(Stored records)
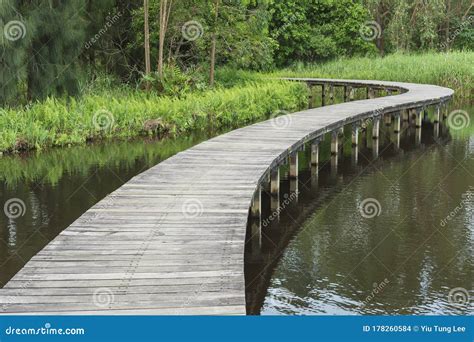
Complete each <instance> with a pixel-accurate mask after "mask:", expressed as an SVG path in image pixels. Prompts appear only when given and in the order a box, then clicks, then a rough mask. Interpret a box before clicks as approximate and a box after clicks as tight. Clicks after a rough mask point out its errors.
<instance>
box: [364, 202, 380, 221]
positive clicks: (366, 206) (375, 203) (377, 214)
mask: <svg viewBox="0 0 474 342" xmlns="http://www.w3.org/2000/svg"><path fill="white" fill-rule="evenodd" d="M359 212H360V214H361V215H362V217H365V218H374V217H375V216H379V215H380V214H381V213H382V206H381V205H380V202H379V201H377V200H376V199H375V198H366V199H365V200H363V201H362V202H361V203H360V204H359Z"/></svg>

**WHAT NEEDS TO BE DONE**
The output is the records exactly as they read, with no pictures in it.

**FINISHED TASK**
Complete each <instance> with a pixel-accurate mask after "mask:", expressed as an SVG path in image pixels. Prompts appear only when given and in the order a box, then clicks, then a rough mask. Interpret a box before clicks as approximate and a box after clicks as tight. Clicks after a rough mask point out its errors.
<instance>
box: [364, 202, 380, 221]
positive clicks: (366, 206) (375, 203) (377, 214)
mask: <svg viewBox="0 0 474 342" xmlns="http://www.w3.org/2000/svg"><path fill="white" fill-rule="evenodd" d="M359 212H360V214H361V215H362V217H365V218H374V217H375V216H379V215H380V214H381V213H382V206H381V205H380V202H379V201H377V200H376V199H375V198H366V199H365V200H363V201H362V202H361V203H360V204H359Z"/></svg>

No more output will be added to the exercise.